───── Input records ─────
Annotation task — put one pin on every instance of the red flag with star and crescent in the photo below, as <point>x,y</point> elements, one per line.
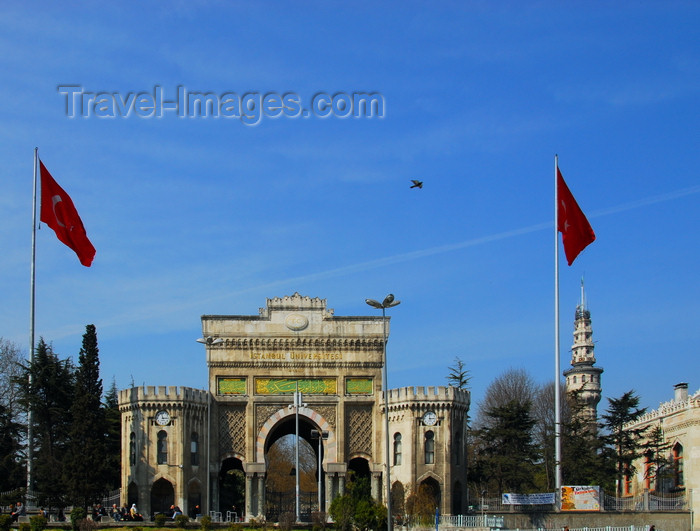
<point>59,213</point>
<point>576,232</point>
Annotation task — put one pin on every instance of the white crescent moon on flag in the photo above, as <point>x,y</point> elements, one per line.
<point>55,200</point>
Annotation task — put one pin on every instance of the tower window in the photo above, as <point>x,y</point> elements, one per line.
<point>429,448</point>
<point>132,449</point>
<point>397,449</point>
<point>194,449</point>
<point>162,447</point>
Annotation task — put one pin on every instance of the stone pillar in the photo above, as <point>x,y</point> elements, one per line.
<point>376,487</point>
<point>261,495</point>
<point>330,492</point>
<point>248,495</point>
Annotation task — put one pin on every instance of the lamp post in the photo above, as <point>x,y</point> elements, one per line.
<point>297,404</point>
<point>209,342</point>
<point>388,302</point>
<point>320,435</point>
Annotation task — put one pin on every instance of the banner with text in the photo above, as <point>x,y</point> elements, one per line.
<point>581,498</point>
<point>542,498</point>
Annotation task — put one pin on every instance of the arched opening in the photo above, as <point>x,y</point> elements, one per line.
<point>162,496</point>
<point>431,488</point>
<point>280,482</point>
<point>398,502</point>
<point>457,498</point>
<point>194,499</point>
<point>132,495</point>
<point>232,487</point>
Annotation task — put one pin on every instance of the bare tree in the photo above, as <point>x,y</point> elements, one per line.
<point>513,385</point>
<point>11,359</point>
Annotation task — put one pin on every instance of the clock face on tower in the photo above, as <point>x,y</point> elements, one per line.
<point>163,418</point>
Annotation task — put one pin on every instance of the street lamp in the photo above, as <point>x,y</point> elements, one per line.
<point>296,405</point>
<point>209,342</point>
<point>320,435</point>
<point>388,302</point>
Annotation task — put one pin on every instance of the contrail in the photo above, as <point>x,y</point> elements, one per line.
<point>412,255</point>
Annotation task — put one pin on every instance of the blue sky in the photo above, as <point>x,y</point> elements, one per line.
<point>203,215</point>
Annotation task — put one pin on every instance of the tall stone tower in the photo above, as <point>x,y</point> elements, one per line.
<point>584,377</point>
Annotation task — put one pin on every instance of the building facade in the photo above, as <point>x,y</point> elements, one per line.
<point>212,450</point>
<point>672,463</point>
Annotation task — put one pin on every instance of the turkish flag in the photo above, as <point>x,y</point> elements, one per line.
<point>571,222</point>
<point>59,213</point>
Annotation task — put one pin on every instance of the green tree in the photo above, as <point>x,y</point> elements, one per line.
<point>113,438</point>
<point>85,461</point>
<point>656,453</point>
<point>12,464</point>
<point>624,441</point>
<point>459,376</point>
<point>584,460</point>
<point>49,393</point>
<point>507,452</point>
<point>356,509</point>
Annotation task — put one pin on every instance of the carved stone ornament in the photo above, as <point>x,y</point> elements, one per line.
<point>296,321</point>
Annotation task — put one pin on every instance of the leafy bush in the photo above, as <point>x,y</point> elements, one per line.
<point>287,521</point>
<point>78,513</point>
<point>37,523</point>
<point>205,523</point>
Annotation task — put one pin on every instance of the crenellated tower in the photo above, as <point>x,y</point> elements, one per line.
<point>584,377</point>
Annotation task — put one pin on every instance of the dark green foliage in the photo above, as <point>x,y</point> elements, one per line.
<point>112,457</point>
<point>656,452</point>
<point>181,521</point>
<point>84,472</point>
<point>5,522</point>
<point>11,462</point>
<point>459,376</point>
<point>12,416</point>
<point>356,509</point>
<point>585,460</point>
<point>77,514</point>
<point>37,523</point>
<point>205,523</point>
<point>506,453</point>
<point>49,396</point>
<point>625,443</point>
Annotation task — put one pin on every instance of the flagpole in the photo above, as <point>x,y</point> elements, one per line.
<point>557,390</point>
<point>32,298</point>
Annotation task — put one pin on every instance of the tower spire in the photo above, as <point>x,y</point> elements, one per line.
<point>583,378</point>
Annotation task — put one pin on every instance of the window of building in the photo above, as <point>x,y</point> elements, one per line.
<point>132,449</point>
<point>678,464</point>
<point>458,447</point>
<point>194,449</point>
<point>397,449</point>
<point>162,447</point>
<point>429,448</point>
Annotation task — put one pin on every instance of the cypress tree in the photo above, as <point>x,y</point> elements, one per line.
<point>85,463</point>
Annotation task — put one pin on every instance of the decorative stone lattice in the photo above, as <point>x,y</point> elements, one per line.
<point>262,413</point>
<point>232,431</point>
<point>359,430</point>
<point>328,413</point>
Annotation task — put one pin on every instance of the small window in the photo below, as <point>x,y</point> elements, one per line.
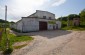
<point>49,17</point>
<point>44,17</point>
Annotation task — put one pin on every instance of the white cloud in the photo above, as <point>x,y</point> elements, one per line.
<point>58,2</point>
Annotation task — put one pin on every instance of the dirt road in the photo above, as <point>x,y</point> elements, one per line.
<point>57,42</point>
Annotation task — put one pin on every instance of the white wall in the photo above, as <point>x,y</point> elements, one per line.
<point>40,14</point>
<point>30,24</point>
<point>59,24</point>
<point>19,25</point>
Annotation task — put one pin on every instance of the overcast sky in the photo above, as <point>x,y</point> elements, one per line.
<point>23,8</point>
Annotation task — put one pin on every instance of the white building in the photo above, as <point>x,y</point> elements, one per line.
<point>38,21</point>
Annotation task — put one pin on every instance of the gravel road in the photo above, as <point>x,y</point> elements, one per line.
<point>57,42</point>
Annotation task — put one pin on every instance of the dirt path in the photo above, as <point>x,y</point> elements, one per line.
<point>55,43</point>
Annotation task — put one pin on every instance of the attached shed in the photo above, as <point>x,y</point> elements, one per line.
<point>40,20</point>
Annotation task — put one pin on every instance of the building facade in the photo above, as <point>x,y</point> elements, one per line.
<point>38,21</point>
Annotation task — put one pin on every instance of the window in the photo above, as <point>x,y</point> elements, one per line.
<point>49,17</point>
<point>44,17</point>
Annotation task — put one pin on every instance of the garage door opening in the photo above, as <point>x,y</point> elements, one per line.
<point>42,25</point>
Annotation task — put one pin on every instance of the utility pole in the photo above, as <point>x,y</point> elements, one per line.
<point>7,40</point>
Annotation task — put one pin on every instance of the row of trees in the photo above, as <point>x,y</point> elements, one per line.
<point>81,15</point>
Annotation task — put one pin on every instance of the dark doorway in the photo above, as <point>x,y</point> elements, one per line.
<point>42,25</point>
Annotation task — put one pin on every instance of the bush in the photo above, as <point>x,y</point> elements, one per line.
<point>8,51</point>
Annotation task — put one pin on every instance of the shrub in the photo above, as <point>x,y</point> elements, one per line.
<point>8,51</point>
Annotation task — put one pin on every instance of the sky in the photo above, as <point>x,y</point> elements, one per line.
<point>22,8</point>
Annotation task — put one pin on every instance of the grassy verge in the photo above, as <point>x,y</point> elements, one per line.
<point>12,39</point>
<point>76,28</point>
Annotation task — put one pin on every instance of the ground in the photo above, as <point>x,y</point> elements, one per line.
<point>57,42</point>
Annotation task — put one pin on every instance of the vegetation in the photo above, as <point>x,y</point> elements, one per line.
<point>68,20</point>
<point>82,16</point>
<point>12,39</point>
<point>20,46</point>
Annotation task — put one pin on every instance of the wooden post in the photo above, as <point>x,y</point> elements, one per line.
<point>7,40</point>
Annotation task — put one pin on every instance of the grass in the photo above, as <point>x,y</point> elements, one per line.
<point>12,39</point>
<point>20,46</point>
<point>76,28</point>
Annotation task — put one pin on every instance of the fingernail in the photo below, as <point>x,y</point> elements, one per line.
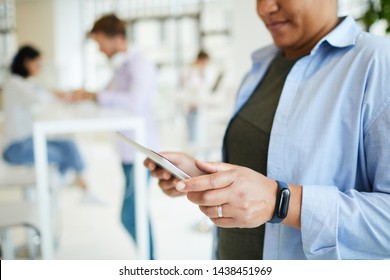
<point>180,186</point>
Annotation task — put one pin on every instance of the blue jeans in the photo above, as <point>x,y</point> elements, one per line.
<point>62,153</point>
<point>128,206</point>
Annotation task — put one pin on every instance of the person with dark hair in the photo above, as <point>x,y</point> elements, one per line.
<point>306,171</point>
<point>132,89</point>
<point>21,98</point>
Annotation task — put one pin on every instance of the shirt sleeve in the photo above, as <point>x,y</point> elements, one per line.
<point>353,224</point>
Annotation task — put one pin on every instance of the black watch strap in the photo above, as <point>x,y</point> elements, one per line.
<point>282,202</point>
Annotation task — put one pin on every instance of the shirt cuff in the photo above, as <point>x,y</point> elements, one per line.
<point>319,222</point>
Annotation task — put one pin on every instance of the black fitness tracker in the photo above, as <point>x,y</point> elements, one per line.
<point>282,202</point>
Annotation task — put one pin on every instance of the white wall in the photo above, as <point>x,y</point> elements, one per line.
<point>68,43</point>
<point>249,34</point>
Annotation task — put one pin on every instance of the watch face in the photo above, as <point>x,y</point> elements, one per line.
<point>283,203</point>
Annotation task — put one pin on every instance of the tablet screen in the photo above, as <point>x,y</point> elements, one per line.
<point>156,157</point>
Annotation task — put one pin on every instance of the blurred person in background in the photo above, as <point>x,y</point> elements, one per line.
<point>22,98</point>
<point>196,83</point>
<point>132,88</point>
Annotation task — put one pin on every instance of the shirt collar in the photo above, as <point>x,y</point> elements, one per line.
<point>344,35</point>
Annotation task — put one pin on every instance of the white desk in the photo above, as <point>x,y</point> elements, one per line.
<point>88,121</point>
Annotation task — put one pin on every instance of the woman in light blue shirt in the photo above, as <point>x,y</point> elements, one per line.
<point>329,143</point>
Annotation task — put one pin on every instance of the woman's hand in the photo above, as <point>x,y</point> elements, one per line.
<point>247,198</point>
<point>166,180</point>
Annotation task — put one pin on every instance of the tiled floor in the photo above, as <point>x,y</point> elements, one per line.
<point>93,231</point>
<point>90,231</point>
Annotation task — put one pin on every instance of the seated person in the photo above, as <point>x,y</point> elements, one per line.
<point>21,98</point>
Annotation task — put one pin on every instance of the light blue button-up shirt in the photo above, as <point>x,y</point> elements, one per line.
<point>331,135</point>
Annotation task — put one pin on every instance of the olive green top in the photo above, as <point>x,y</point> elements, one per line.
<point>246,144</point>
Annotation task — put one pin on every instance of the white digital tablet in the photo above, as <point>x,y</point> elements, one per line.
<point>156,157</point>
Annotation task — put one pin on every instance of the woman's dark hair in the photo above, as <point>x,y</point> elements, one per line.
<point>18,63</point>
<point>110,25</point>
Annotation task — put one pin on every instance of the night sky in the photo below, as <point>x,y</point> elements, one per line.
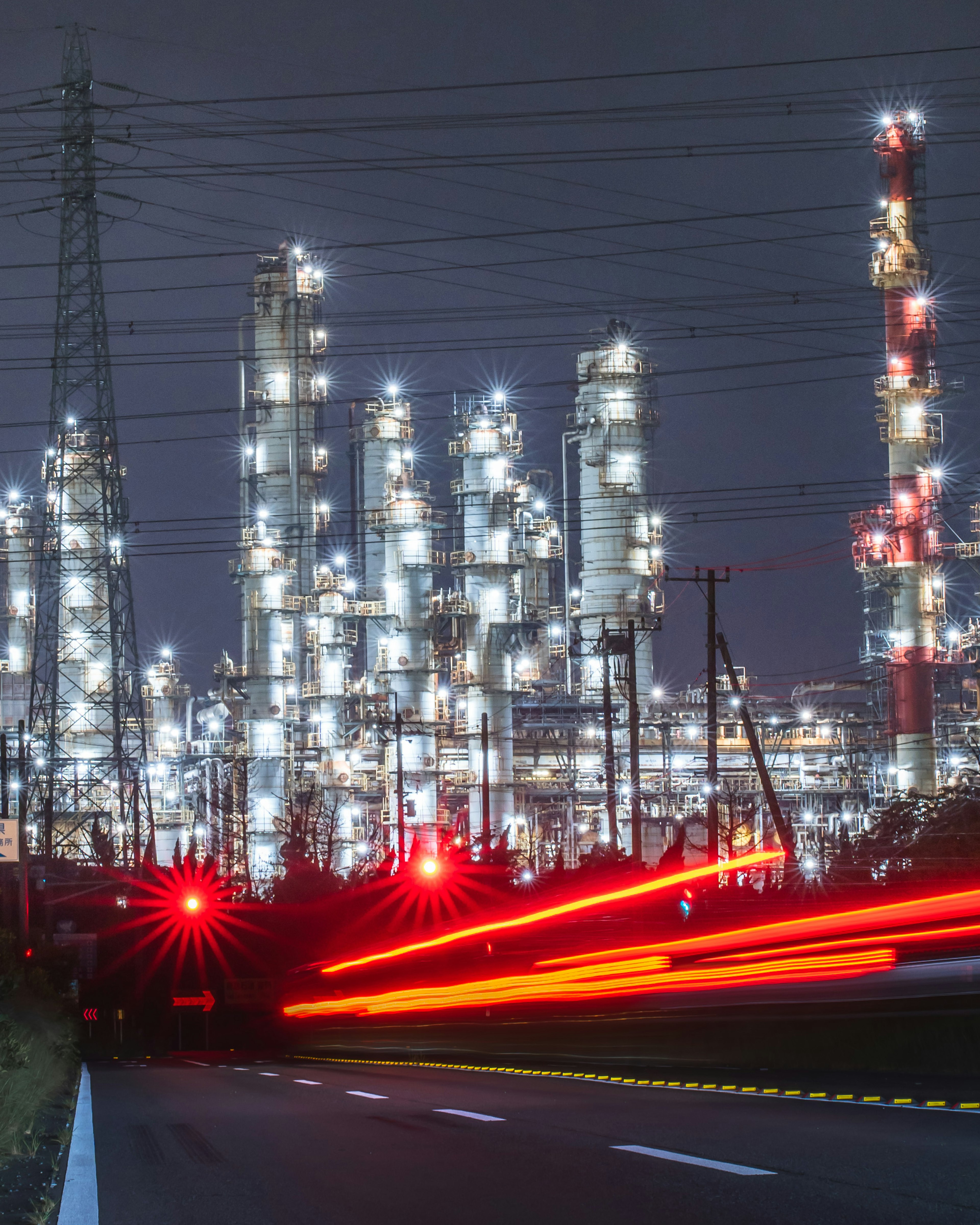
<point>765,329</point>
─────
> **Assigned task**
Please write out exactly the lines from the one containing "of the night" through the last line of the records above, and leave out any pictures.

> **Answer**
Annotation task — put one pin on every instance of the night sky in the photo below, as <point>x,y</point> elements, one per line.
<point>765,329</point>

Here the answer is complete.